Riuh Keluh Mahasiswa FISIP Lewat Forum Sambatin Dekan: Masalah Kualitas Akademik, Fasilitas Penunjang, hingga Kritik Dekan

Fakultas Ilmu Sosial dan Ilmu Politik (FISIP) Universitas Diponegoro (Undip) telah mengadakan kegiatan yang bertajuk “Sambatin Dekan” di auditorium Gedung A pada Kamis (06/06). Kegiatan ini diusulkan oleh Dekan FISIP yakni Dr. Drs. Teguh Yuwono dengan tujuan membawakan isu-isu hangat di lingkungan FISIP dalam balutan diskusi dan tanya jawab langsung antara dekan, dosen, dan mahasiswa.
Acara dimulai dengan sambutan dari pihak Senat Mahasiswa FISIP, Badan Eksekutif Mahasiswa (BEM) FISIP, serta dekan yang menjadi narasumber utama dalam kegiatan ini. Perwakilan Senat Mahasiswa FISIP serta BEM FISIP sama-sama berharap agar kegiatan sambat ini dapat menjadi momen berdialektika antara pihak fakultas dan mahasiswa untuk saling bantu memperbaiki diri. Teguh juga berharap mahasiswa dapat bertanya, memberikan saran, dan melemparkan kritik secara bebas, karena ia sendiri menunggu adanya pandangan mahasiswa.
Problematika IUP, Akreditasi, Standar Dosen, serta Nasib Administrasi Publik Rembang

(Sumber: Kayla Fauziah Fajri)
Salah satu permasalahan yang diangkat dalam Sambatin Dekan adalah mengenai keluh kesah mahasiswa yang menempati kelas International Undergraduate Program (IUP) di FISIP. Ketua Himpunan Mahasiswa Program Studi (HMPS) Ilmu Komunikasi 2024, Akmal, menyebutkan bahwa permasalahan pertama ada pada peringkat beberapa universitas luar negeri mitra Undip yang justru memiliki peringkat yang lebih rendah dari Undip.
“Nah, ketika partner universitas ini berada di bawah Undip (peringkatnya), teman-teman IUP ini ingin mencari universitas lain. Cuma dalam keberjalanannya, mereka merasa kurang dibersamai, kurang diberikan pendampingan oleh FISIP terkait pemilihan universitas untuk Credit Transfer System (CTS) itu,” urai Akmal.
Mengikut keterangan dari mahasiswa IUP sendiri, mereka bahkan diminta untuk membayar double apabila ingin mengambil program CTS di luar mitra Undip, yaitu harus membayar Uang Kuliah Tunggal (UKT) di Undip, dan harus membayar biaya di universitas yang dituju.
“UKT mereka saat ini ‘kan berada di kisaran 2 digit ya, nah ini mereka mempertanyakan regulasi dari FISIP, apakah ada keringanan untuk membayar UKT,” tambahnya.
Tak luput pula ia mewakilkan keluhan mahasiswa IUP atas sistem pembelajaran yang dirasa tidak ada bedanya dengan apa yang didapatkan di kelas reguler. Padahal, biaya yang mereka keluarkan jauh lebih banyak.
---+---
* PETUNJUK LATIHAN
Salin tanpa perubahan bagian artikel tentang Sambatin Dekan, mulai dari “Acara dimulai dengan” terus ke bawah hingga “Kayla Fauziah Fajri)”.
---+---
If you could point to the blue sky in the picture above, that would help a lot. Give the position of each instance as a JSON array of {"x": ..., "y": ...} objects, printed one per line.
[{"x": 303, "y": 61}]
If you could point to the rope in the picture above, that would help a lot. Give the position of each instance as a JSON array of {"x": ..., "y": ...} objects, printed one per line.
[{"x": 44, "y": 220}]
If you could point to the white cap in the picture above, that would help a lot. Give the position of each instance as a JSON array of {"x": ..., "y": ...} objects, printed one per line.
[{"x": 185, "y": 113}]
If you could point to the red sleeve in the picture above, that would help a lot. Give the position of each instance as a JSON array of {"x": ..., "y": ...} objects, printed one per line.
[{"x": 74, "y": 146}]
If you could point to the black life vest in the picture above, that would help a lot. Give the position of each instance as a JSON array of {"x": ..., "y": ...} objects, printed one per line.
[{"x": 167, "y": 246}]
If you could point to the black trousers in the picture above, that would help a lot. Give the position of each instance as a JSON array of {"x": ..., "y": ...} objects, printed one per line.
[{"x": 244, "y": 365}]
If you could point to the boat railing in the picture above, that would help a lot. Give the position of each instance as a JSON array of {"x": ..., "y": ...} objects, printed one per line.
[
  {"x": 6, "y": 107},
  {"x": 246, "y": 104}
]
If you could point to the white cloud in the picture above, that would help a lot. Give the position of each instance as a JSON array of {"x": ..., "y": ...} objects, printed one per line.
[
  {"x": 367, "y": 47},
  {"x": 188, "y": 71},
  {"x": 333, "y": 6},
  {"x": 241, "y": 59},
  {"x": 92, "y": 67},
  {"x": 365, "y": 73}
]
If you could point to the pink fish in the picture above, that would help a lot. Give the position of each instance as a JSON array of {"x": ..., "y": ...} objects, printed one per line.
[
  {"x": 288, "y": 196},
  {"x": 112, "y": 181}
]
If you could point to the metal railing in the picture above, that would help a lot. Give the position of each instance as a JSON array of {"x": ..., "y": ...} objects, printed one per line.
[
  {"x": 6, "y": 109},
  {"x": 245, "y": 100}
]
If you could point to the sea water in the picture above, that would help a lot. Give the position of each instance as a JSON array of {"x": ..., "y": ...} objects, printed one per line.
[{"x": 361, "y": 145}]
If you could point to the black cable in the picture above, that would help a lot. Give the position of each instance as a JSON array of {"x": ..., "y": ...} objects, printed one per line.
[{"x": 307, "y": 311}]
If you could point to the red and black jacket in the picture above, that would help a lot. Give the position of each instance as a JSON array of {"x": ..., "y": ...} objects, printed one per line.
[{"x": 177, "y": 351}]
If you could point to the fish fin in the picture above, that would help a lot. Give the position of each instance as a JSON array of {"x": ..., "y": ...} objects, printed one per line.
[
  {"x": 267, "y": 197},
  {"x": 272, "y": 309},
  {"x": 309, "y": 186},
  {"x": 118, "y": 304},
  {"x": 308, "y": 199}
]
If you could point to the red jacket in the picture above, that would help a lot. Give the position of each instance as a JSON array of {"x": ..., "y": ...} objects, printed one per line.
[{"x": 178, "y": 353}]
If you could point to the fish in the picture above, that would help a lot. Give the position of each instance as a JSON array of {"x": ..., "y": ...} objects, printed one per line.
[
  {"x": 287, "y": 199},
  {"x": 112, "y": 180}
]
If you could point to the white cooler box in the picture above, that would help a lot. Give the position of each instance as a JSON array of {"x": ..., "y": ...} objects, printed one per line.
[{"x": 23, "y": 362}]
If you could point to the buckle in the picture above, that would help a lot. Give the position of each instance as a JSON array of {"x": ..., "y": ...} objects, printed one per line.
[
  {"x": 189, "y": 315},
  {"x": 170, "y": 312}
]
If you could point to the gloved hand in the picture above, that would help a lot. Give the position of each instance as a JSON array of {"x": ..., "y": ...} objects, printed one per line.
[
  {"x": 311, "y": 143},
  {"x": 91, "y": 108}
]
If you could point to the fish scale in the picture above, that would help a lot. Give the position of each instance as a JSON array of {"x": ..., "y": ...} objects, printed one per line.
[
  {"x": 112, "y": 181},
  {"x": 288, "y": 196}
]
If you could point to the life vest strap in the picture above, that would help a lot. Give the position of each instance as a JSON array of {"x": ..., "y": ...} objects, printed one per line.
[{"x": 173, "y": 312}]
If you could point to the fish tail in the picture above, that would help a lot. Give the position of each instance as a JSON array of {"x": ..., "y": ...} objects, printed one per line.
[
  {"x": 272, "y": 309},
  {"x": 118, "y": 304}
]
---+---
* JAWABAN LATIHAN
Acara dimulai dengan sambutan dari pihak Senat Mahasiswa FISIP, Badan Eksekutif Mahasiswa (BEM) FISIP, serta dekan yang menjadi narasumber utama dalam kegiatan ini. Perwakilan Senat Mahasiswa FISIP serta BEM FISIP sama-sama berharap agar kegiatan sambat ini dapat menjadi momen berdialektika antara pihak fakultas dan mahasiswa untuk saling bantu memperbaiki diri. Teguh juga berharap mahasiswa dapat bertanya, memberikan saran, dan melemparkan kritik secara bebas, karena ia sendiri menunggu adanya pandangan mahasiswa.
Problematika IUP, Akreditasi, Standar Dosen, serta Nasib Administrasi Publik Rembang

(Sumber: Kayla Fauziah Fajri)